>> Begin

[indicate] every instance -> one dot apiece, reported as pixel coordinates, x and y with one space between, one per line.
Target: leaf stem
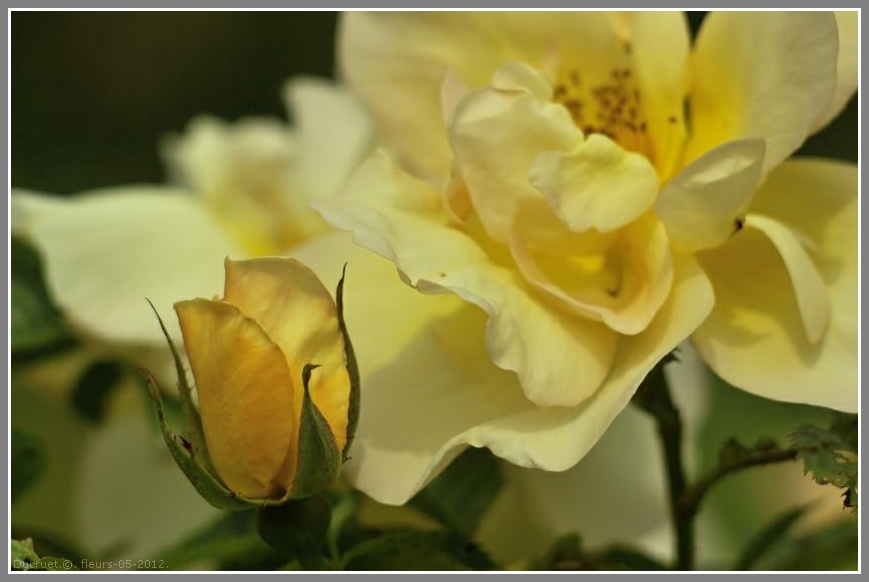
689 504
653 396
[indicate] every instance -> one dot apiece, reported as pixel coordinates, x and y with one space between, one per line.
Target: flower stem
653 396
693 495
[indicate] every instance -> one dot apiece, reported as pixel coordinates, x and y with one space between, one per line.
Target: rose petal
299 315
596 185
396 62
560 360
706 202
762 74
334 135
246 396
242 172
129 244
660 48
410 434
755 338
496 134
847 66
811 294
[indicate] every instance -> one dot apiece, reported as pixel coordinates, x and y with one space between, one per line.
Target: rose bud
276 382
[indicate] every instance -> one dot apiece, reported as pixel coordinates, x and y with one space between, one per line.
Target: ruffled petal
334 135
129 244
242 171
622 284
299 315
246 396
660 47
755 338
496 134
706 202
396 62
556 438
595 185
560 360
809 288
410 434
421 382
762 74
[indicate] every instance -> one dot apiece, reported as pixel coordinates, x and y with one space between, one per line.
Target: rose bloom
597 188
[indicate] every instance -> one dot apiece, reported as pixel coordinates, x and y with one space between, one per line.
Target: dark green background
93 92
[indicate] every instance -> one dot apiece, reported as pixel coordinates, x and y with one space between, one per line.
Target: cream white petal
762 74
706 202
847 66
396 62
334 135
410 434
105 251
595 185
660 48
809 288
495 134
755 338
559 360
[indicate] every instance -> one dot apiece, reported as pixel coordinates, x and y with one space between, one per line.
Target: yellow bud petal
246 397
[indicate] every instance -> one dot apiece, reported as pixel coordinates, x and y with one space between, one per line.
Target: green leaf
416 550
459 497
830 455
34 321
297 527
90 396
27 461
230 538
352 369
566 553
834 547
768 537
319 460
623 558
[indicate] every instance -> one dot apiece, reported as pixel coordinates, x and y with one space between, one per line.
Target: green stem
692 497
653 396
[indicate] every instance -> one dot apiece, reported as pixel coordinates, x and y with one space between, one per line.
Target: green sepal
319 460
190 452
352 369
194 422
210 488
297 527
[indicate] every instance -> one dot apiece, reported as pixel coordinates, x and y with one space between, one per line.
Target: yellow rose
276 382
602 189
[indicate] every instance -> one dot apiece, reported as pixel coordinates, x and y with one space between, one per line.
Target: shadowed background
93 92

>> End
>> Begin

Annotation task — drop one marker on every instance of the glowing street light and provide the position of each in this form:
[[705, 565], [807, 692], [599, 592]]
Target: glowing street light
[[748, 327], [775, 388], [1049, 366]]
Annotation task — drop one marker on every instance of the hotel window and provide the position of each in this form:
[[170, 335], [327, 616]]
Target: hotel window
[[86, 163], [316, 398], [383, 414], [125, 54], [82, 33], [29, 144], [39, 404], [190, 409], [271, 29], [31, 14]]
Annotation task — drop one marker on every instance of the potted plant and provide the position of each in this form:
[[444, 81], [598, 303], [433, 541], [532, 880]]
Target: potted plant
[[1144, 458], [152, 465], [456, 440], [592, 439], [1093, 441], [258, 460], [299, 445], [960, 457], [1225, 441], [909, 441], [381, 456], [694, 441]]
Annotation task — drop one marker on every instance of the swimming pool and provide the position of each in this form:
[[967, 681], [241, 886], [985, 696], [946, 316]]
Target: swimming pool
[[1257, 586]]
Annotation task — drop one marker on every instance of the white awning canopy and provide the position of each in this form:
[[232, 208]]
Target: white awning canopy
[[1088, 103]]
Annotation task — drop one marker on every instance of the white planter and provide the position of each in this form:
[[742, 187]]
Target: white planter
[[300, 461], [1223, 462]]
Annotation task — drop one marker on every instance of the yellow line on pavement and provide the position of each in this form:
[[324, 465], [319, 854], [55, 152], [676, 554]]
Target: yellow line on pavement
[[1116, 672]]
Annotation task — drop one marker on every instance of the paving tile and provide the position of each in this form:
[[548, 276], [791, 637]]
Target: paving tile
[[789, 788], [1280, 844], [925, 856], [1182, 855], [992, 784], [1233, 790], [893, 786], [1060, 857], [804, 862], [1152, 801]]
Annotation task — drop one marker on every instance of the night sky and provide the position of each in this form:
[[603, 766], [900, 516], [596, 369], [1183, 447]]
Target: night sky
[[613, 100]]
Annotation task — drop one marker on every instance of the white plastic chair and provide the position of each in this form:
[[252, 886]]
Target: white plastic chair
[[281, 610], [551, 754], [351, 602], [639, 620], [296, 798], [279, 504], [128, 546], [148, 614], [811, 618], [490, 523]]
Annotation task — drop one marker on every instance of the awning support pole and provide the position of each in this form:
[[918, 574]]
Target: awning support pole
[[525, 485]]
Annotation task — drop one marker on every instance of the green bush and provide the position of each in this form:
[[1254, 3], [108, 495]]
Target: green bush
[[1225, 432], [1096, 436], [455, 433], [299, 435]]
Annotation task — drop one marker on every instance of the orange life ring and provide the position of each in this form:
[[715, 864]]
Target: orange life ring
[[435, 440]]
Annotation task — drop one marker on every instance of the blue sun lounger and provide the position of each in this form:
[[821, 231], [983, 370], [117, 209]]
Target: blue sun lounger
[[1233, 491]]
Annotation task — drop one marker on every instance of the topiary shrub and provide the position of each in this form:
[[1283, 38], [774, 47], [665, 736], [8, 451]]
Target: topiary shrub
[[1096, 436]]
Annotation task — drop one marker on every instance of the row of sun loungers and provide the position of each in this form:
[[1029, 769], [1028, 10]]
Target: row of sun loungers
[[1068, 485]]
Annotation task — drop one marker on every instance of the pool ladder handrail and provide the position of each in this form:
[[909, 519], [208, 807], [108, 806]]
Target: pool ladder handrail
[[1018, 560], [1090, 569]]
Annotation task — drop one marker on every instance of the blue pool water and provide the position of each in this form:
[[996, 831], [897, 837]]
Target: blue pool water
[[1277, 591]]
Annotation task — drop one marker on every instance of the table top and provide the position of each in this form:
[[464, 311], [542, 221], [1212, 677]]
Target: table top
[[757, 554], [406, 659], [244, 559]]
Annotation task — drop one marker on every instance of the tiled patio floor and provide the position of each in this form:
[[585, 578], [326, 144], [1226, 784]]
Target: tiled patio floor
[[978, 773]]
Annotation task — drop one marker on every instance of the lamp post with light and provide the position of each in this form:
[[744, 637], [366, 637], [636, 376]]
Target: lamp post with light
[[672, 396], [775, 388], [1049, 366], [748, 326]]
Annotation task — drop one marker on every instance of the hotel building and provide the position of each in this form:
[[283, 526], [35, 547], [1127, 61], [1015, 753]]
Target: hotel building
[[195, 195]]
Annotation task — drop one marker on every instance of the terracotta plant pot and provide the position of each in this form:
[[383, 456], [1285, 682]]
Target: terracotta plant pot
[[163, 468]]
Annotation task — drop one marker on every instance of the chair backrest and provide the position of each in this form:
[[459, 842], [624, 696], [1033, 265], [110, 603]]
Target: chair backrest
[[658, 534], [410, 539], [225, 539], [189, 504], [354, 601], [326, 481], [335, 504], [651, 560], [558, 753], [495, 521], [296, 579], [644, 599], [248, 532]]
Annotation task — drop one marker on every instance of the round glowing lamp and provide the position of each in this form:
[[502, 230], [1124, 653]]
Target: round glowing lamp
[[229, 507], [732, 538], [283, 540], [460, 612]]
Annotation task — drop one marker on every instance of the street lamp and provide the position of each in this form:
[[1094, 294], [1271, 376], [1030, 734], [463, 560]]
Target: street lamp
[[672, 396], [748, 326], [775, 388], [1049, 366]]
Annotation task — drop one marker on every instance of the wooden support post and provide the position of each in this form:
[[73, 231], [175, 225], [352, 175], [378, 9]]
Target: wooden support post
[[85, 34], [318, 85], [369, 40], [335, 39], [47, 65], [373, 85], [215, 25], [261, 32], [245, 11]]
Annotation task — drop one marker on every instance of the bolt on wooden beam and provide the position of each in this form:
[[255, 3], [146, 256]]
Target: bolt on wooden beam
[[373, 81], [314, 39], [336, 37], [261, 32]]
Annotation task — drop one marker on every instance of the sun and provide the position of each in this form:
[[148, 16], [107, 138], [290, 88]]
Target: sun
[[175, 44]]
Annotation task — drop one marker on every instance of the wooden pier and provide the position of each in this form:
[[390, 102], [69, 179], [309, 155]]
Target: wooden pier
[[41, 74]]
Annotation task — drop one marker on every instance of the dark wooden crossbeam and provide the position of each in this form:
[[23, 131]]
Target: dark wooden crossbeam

>> End

● **Description of the task**
Can you reproduce word for word the records from the line with "of the lamp" to the line with "[[195, 195]]", including both of those lines?

● **Written response**
Annotation task — drop one marker on every instance of the lamp post with light and provide the position of each in this form:
[[744, 637], [366, 637], [636, 376]]
Target: lamp post with light
[[672, 396], [775, 388], [1049, 366], [748, 326]]
Annotation task — drop one marker on every instance of the hotel building and provide the position of each in this form:
[[283, 526], [35, 547], [1127, 61], [1015, 753]]
Target: hotel building
[[195, 195]]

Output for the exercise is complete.